» **Questions on the material**:
1. In the renewable energy article below, rewrite the paragraph beginning "Renewable energy sources have several strong advantages" as a short bulleted list that keeps its main facts.
2. According to the renewable energy article below, which renewable source can be exhausted if it is consumed at unsustainable rates?
3. Carry on the renewable energy article below from its last sentence.

**** Selected passage

Poised for take-off? PDF Print E-mail
Thursday, 27 August 2009 07:27
solar_panel_optDespite many financial hurdles, the time is ripe for a renewable energy revolution

A global consensus is emerging that the world needs to undergo a rapid transition to a renewable energy regime. The first motivation is the need to reduce carbon emissions in order to have a chance of stabilising the global climate and preventing a catastrophe for humanity. 

The second is a desire to enhance energy security in a world facing the depletion of conventional fossil fuels, with remaining reserves increasingly concentrated under the control of national oil companies and often in geopolitically risky regions. Given these strong drivers, are we poised for an energy revolution, or are there pitfalls and obstacles to be overcome?
Renewables are a diverse suite of energy sources including solar, wind, hydro, ocean, geothermal and biomass. They share some general characteristics – both advantages and with limitations – but also differ in important ways.

Pros and cons

Renewable energy sources have several strong advantages. By definition, renewables are self-replenishing, so harnessing the energy need not diminish its future availability (although biomass can be exhausted if consumed at unsustainable rates). In some cases – e.g. solar, wind and ocean energy – the resource is abundant if not limitless.

The challenges are rather about creating the infrastructure to capture the energy, and are thus of a technical and economic nature.

Compared with fossil fuels, renewables are environmentally friendly in terms of their emissions of greenhouse gases and other pollutants.

Nonetheless, each source should be assessed from a life-cycle perspective that includes the embodied materials, wastes and emissions from the manufacturing, transport and installation of the infrastructure. Currently, all renewables rely to some degree or other on the fossil fuel based system for manufacture and transport.

Another potential advantage is that the exploitation of domestic renewable energy resources can mean reduced dependence on energy imports and thus greater energy security. However, not all countries are well endowed with renewable energy resources and may yet depend on other nations.

********
**** Given entries

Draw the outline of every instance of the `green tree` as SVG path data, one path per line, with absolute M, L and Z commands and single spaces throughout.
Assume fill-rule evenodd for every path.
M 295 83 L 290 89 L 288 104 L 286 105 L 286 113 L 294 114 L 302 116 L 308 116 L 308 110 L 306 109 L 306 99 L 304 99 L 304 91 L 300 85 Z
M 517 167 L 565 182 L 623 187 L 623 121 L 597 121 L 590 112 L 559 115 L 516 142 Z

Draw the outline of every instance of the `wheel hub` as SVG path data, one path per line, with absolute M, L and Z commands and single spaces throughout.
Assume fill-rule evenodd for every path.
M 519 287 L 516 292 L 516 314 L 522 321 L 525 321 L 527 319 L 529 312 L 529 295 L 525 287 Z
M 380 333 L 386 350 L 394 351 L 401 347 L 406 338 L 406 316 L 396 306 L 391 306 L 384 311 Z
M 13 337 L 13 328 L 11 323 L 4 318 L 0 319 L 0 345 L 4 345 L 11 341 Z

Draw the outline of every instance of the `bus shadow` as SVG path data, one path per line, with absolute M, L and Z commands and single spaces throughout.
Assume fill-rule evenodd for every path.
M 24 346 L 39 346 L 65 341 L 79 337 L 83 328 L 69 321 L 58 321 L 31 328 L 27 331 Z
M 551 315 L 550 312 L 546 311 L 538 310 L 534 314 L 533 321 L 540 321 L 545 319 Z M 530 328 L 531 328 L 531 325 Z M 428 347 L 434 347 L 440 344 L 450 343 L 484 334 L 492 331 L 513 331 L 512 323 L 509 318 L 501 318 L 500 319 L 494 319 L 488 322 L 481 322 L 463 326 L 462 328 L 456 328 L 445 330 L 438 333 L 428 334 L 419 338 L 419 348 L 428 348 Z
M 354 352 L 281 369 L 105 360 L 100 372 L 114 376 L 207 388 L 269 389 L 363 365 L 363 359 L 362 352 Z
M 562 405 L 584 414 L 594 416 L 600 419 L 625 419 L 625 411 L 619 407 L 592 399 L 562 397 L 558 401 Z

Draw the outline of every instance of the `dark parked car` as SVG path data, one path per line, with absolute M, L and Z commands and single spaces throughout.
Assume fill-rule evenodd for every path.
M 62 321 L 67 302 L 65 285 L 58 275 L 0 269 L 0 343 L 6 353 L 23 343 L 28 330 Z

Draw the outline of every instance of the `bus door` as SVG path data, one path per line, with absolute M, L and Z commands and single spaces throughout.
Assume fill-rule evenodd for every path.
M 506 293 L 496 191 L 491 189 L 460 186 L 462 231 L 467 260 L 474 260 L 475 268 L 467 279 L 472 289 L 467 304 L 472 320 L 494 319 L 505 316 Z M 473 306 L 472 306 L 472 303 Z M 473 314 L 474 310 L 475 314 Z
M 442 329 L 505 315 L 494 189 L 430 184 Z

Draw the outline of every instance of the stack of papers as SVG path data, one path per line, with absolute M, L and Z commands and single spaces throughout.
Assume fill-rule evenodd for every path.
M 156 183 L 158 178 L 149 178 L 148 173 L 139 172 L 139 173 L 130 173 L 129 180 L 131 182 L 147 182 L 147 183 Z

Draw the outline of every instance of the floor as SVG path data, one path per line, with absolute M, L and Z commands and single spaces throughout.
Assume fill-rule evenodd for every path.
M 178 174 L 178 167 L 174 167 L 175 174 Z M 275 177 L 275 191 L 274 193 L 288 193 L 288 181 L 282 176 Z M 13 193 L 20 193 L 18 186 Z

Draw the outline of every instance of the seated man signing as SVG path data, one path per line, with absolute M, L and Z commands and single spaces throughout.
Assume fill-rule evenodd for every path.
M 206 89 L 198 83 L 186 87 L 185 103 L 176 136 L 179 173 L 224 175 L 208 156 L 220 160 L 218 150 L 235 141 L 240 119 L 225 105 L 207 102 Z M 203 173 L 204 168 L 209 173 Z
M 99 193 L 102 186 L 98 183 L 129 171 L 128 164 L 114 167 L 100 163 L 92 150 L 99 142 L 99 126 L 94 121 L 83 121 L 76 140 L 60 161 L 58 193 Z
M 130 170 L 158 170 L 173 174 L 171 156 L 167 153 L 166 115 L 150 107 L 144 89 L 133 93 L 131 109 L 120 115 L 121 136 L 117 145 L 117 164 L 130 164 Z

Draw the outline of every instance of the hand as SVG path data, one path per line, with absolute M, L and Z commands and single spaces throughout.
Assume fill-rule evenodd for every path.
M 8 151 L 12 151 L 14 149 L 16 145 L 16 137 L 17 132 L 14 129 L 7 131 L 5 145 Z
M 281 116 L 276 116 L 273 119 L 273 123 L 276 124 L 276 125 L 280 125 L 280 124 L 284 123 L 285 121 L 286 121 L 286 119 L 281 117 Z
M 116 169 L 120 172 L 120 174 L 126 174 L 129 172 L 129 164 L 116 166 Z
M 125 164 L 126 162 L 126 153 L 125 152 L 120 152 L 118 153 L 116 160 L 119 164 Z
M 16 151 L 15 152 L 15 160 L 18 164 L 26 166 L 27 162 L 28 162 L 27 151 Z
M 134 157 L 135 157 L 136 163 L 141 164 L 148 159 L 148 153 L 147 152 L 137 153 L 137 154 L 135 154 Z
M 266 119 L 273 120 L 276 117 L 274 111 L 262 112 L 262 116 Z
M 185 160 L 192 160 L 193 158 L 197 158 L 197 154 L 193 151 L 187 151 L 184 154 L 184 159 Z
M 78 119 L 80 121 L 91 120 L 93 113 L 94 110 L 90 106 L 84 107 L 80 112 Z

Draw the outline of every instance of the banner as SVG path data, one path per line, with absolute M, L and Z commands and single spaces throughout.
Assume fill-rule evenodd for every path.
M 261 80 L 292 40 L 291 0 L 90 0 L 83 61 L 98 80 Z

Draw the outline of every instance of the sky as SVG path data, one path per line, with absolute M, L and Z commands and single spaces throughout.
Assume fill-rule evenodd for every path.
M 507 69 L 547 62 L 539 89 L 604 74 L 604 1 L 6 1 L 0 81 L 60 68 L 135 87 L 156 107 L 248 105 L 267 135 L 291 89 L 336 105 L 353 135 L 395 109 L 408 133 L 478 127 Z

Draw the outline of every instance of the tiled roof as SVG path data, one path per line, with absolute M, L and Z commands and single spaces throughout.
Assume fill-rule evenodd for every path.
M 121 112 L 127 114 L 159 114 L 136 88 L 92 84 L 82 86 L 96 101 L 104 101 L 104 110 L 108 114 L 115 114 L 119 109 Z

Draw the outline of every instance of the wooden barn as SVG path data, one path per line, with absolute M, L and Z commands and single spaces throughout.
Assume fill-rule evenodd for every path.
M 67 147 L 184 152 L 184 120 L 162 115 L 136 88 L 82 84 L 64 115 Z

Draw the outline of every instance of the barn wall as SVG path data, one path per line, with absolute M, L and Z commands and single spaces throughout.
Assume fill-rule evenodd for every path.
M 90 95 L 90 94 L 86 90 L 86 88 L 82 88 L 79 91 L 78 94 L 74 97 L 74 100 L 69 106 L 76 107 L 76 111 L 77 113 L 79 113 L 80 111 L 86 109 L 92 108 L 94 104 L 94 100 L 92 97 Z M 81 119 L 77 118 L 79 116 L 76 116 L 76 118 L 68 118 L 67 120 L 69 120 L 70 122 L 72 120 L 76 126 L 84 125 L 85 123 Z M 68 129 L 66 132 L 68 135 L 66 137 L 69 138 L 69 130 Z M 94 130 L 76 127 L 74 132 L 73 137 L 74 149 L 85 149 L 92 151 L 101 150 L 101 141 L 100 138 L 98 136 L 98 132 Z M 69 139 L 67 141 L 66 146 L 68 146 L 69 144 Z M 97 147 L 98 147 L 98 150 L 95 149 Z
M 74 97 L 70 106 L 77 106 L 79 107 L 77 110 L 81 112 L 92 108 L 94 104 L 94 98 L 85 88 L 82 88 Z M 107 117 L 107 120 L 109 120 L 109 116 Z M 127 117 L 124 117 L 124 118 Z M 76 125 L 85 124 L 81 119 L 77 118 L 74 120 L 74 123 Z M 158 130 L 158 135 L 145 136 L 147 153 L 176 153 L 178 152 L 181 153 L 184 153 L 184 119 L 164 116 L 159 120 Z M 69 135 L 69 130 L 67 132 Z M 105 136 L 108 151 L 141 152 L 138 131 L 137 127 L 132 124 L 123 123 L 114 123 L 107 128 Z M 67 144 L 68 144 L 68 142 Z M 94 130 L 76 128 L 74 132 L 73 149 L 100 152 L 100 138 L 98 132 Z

********

» **Expected responses**:
1.
Renewable energy sources have several strong advantages:
- They are self-replenishing, so harnessing them need not reduce their future availability, although biomass can be exhausted if consumed at unsustainable rates.
- Some, such as solar, wind and ocean energy, are abundant if not limitless.

2. Biomass.

3.
One example may be European reliance on solar energy from the Sahara Desert.

A final plus factor is that renewables do not carry the burden of risks associated with nuclear power, such as toxic waste disposal, radioactive spills and weapons proliferation.

On the other hand, renewables also have some significant disadvantages when compared to fossil fuels and nuclear power.

For one thing, renewable installations to date produce power on a much smaller scale than conventional power plants. This is partly because renewable energy sources are often found in relatively low concentrations – for instance, there is only so much sunlight falling on a given area of land.

Secondly, some of the renewable sources – particularly solar and wind – provide only variable power, while our society has become accustomed to 24/7 energy supply.

To function effectively, a variety of renewable sources needs to feed into large and efficient electric grids in order to stabilise power supply; the diversity of renewables needs to be exploited fully.

Thirdly, with the exception of liquid biofuels and biogas, renewables generate electricity and thus cannot directly substitute for 95% of the world’s current transport infrastructure that relies on petroleum fuels.

However, the land-based transport system can over time be phased over to electric vehicles and trains (ships and aircraft present a greater challenge).

Perhaps the greatest limitation of renewables thus far has been the technical challenges of boosting the efficiency of energy capture, and related to that the relatively high unit costs of renewable energy compared with fossil fuels – an issue discussed in more detail below.

A diverse group

Each individual renewable energy source presents its own particular opportunities and challenges.

Wind power has a comparatively long and proven track record, with some wind farms dating back to the 1970s. Since then, the efficiency and size of turbines has been improving steadily such that one- to two-megawatt (MW) turbines are now standard and newer models are capable of up to 5MW. Wind power is now commercially competitive with fossil fuel based electricity in some areas.

Both onshore and increasingly offshore wind farms are springing up in many countries, with the fastest growth in the United States, Europe and China. A recent innovation saw the world’s first large-scale floating offshore turbine launched off the coast of Norway.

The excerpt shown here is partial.